Point localization data:
== Segment start ==
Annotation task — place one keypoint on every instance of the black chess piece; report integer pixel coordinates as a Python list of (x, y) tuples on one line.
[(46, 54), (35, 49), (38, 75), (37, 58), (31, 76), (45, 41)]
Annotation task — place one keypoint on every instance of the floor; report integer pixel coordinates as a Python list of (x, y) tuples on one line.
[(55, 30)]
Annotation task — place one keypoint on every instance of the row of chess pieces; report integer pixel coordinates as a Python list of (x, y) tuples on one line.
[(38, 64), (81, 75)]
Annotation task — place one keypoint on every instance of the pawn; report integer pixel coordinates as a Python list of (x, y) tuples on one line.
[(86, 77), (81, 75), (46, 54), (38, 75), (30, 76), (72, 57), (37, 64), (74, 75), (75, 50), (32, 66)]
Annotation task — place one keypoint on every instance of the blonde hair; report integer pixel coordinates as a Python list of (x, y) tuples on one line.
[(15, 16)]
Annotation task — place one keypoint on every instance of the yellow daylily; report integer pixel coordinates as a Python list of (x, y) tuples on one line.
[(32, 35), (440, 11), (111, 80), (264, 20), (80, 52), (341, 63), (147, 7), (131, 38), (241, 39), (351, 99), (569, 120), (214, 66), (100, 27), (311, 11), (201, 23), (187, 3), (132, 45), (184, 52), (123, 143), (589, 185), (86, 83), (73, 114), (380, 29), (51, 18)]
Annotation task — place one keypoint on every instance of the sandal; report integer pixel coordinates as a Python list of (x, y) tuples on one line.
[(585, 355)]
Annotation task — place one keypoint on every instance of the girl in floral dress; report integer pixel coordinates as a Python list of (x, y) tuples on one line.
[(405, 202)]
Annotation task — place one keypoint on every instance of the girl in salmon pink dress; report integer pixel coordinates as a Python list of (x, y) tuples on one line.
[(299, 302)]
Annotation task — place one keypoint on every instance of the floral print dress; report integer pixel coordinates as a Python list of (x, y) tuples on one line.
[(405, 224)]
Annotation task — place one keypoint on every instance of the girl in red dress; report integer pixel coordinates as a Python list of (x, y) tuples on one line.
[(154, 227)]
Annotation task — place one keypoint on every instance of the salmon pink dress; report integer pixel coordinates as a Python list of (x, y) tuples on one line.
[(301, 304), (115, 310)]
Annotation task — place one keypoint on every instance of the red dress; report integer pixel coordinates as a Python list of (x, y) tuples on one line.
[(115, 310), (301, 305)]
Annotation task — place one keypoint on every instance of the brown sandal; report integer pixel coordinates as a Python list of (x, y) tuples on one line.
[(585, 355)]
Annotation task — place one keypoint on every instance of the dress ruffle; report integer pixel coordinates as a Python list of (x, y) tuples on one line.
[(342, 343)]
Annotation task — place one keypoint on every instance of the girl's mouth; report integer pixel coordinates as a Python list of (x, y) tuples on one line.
== Segment end ==
• Exercise
All the records above need to be set down again exactly as they were given.

• The completed task
Annotation task — place one keypoint on every instance of the black chess piece; report integer pixel coordinates as a Python list of (x, y) tuples on one line.
[(46, 54), (35, 49), (38, 75), (37, 58), (31, 76), (45, 41)]
Annotation task — place one keypoint on every instance of the floor; report integer pixel coordinates as a Python list of (x, y) tuples on one line.
[(55, 30)]
Annotation task — place one keypoint on every instance of the row of chess pieces; report integer pixel coordinates as a Python list of (x, y) tuples on one line.
[(38, 64), (81, 75)]
Annotation task — place one keypoint on every instance of the pawn; report integer pixel coordinates as a Python list of (x, y) tuples on one line.
[(86, 77), (81, 75), (46, 54), (38, 75), (30, 76), (72, 57), (37, 64), (74, 75), (75, 50), (32, 66)]
Annotation task — place one keypoint on every instance of the blonde hair; report integer pixel coordinates as a Python list of (x, y) tuples on one line.
[(15, 16)]
Annotation task — place one keypoint on every instance of the yellow daylily; report integer pixel coordinates as a Python list of (x, y) tuples on one line.
[(32, 35), (440, 11), (111, 80), (264, 20), (80, 52), (341, 63), (147, 7), (131, 38), (241, 39), (351, 99), (569, 120), (214, 66), (100, 27), (311, 11), (201, 23), (187, 3), (132, 45), (184, 52), (123, 143), (589, 185), (86, 83), (73, 114), (380, 29), (51, 18)]
Annotation task — place one keypoint on every instance of the sandal; report integer pixel coordinates as a Python list of (x, y) tuples on one line.
[(585, 355)]
Annotation task — place one keypoint on every instance of the girl in floral dress; report integer pixel coordinates as a Python list of (x, y) tuples on one line.
[(405, 202)]
Annotation task — place one keypoint on every instance of the girl in salmon pink dress; report integer pixel coordinates as a Python list of (x, y) tuples on one line.
[(299, 302)]
Annotation task — place one keypoint on every instance of the floral print dress; report integer pixel coordinates as a Python list of (x, y) tuples on one line.
[(405, 224)]
Annotation task — place one keypoint on every instance of the girl in red dress; report integer pixel coordinates as a Python list of (x, y) tuples on one line.
[(154, 227)]
Annotation task — place one keypoint on every instance of the salmon pink dress; report integer pixel coordinates as a Python list of (x, y) tuples on one line.
[(301, 304), (115, 310)]
Annotation task — place one keypoint on every instance of the red dress; report integer pixel coordinates as a Python list of (x, y) tuples on one line.
[(115, 310), (301, 305)]
Annotation task — place one keypoint on every instance of the brown sandal; report integer pixel coordinates as a Python list of (x, y) tuples on one line.
[(585, 355)]
Annotation task — place one keypoint on every instance of the dress ruffle; report integer pixel coordinates as a Python list of (x, y) tuples on one line.
[(342, 343)]
Annotation task — place one keypoint on every instance of the girl's mouth; report integer pixel coordinates as a Python list of (x, y) tuples on one line.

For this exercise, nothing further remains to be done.